### YANG HARUS DIKERJAKAN
1. Ambil semua baris catatan yang memuat kata "list". Huruf besar dan kecil dibedakan.
2. Lanjutkan tulisan tentang aturan makan menurut Bhagavad-gita mulai dari kalimat terakhirnya.

### TEKS YANG DITAMPILKAN
----------

Masalah makan dan makanan telah banyak
diatur dalam Bhagavad-gita dan Bhagavata purana. Personalitas Tertinggi
Tuhan hanya mau menerima persembahan berupa buah, air, daun, dan bunga dengan
tulus iklhas, bahkan makanan yang sudah di persembahkan kepadaNya, maka makanan
tersebut akan disucikan. Tetapi bila makanan tidak dipersembahkan lebih dahulu
maka dianggap sebagai pencuri atau makan dosa. Masih dalam Bhagavadgita, makanan dibagi menjadi 3 kategori; makanan yang satvik, makanan rajasik dan makanan yang tamasika.
Jadi soal makanan dan makan telah diatur dan itu merupakan yajna. Kenapa tidak diperkenankan memakan daging? Hal ini jelas
untuk mendapatkan daging kita mesti melakukan pembunuhan terhadap mahluk hidup
lain, demikian juga dalam kitab suci agama lain, pembunuhan merupakan larangan
keras. Karena semua mahluk hidup adalah saudara-saudara umat manusia juga. Sri
Krishna dalam Bhagavad-gita menyatakan
” …….. Akulah ayah yang memberikan benih kepada semua mahluk hidup….” Karena karma dan pengaruh sifat alam (tri guna) yang berbeda maka ia
menperoleh badan hewan, padahal sang roh yang ada di dalamnya adalah sama
dengan sang roh dalam diri kita. Semua mahluk hidup berasal dari sumber yang
sama, seperti dalam Bhagavad-gita
15.7
mamaivamso
jiva-loke jiva-bhutah sanatanah
manah-sasthanindriyani
prakrti sthani karsati
”Mahluk-mahluk di dunia yang
terikat ini adalah bagian percikan yang kekal dariKu, mereka berjuang keras
melawan 6 indria termasuk pikiran.”
Orang hendaknya memperlakukan semua hewan
binatang seperti kijang, kera, tikus, ular, burung-burung dan lalat dengan
benar bagaikan putra sendiri. Betapa kecil sesungguhnya perbedaan antara
anak-anak dengan binatang yang tidak berdosa ini. (Bhagavata Purana 7.14.9)
Seseorang yang mengaku beragama hendaknya
memahami filsafat dasar tersebut, oleh karena itu haruslah menghormati setiap
kehidupan apapun, karena mahluk hidup juga mendapatkan kesempatan untuk
melakukan perjalanan spiritualnya. Bila mahluk hidup mati dengan alamiah maka
ia akan mendapatkan badan material yang lebih tinggi tingkat kesadarannya. Bila
mati oleh karena dibunuh, disembelih maka ia akan kembali menjalani kehidupan
seperti semula. Itulah ajaran dharma
yang sejati.

----------

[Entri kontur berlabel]

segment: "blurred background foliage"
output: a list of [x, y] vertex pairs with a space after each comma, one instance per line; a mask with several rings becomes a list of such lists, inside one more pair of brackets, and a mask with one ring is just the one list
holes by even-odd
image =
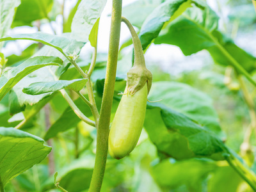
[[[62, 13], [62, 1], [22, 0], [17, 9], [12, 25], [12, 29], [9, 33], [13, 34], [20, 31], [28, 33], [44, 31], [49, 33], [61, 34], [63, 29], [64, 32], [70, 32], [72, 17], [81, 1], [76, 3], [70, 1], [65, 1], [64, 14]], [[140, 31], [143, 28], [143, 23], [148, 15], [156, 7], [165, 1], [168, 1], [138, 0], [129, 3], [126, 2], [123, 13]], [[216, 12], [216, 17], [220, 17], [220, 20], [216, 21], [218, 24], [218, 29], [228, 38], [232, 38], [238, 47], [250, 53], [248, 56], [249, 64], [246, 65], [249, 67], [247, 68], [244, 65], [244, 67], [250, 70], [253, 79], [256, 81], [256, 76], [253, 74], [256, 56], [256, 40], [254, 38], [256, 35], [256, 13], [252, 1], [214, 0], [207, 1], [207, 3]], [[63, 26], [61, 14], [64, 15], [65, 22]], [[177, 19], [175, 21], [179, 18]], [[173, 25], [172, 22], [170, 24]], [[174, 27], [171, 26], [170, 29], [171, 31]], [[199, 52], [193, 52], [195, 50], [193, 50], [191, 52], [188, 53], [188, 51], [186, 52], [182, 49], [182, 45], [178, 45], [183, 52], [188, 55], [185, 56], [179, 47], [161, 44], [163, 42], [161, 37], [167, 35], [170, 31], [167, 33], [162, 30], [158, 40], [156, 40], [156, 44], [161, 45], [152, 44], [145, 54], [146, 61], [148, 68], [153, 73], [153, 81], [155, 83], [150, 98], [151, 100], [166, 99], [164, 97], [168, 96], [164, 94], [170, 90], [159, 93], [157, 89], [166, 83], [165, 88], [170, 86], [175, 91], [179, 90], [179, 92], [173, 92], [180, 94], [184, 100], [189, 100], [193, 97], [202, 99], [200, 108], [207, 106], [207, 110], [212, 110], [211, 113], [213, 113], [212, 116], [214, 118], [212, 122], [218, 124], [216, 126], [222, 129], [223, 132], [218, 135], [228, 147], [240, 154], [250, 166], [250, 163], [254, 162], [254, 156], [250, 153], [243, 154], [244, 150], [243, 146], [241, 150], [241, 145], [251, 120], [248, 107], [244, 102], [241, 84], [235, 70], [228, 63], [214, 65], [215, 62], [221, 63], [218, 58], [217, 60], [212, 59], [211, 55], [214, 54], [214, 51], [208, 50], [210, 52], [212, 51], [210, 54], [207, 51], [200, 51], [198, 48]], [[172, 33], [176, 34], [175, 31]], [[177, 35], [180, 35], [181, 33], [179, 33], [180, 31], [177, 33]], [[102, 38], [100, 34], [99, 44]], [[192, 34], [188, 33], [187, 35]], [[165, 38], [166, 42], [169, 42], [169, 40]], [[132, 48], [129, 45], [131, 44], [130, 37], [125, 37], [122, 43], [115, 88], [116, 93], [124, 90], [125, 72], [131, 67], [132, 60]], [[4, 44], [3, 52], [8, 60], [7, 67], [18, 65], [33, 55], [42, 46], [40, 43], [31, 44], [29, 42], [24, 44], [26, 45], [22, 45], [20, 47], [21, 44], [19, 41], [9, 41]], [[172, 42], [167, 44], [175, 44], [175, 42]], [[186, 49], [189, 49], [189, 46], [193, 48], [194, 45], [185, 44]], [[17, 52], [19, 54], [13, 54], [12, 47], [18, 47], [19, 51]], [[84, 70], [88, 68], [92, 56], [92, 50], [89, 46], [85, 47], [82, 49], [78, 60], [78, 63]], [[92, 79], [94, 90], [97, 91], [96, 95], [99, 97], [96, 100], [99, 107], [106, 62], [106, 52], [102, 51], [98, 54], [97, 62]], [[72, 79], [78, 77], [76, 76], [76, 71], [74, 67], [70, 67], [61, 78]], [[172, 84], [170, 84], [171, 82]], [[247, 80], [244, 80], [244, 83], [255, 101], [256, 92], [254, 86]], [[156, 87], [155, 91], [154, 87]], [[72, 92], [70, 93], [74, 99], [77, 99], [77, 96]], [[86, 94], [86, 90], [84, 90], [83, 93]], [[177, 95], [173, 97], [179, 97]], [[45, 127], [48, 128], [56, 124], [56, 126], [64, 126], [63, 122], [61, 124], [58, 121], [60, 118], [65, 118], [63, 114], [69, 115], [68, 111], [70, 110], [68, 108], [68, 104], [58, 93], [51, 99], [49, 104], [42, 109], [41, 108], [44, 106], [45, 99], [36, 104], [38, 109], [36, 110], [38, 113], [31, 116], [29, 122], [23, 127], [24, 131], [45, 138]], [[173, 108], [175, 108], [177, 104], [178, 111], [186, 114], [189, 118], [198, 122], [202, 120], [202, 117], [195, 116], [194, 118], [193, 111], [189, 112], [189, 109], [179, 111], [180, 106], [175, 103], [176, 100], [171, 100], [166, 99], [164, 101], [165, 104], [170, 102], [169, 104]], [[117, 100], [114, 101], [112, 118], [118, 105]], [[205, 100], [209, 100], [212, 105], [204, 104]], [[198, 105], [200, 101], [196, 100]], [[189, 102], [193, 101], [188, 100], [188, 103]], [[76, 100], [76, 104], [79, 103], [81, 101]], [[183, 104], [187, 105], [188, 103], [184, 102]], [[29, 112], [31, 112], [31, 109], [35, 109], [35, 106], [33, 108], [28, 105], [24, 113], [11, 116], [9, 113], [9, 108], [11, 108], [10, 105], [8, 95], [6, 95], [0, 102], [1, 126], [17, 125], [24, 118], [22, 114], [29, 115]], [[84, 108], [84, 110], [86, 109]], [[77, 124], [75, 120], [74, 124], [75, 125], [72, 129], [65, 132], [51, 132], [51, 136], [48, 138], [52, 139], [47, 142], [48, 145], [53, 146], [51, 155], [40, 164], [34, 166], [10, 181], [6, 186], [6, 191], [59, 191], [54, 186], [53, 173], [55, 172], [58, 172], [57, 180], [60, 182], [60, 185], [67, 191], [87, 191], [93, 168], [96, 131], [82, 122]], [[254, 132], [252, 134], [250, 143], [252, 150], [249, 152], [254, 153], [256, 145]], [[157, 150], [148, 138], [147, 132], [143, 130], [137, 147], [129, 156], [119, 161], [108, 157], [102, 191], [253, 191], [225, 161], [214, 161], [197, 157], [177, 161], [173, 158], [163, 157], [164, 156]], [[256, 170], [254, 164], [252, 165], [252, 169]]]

----------

### HASIL SECARA BERURUTAN
1.
output: a list of [x, y] vertex pairs with a space after each comma, one instance per line; a mask with several rings becomes a list of such lists, inside one more pair of brackets, and a mask with one ring is just the one list

2.
Dengan tidak melakukan pembunuhan terhadap
hewan berarti kita sebenarnya telah melaksanakan atau menegakkan prinsip
dharma. Di zaman Satya-yuga, ada 4 prinsip dharma masih tetap tegak dalam Bhagavata purana dinyatakan : ”tapah saucam daya satyam iti padah krte
krtah…..” – ada empat tiang dharma
yang menyangga tetap berdiri tegaknya dharma pada zaman Satya Yuga, zaman
keemasan, tiang dimaksud adalah 1. Tapah
(pertapaan), 2. Saucam (kebersihan,
kesucian), 3. Daya (karunia,
cinta kasih), 4. Satyam
(kejujuran, kebenaran). Namun di zaman sekaran prinsip dharma itu telah
dirongrong oleh 4 prinsip adharma,
tiang penyangga dharma tersebut sudah
roboh akibat dirongrong oleh tindakan adharma.
1. Dyutam (berjudi): kegiatan ini akan menghancurkan satya
(kejujuran). Kegiatan main judi menghancurkan kejujuran di dalam hati orang. Dyuta artinya tipuan. Dalam permainan
judi tidak ada kejujuran. Pemain judi selalu berusaha mencari kesempatan untuk
saling menipu.
2. Panam (mabuk minuman keras): kegiatan ini menghancurkan sifat tapah (pertapaan, pengendalian diri).
Jika orang mengebangkan kebiasaan mabuk-mabukan, pastilah tiang Dharma yang amat penting yaitu pertapaan
atau pengendalian diri akan roboh.
3. Striyah (berzinah): kegiatan ini akan menghancurkan saucam (kesucian badan). Tidak akan
ditemui kesucian di dalam hati orang yang melakukan hubungan kelamin tidak sah.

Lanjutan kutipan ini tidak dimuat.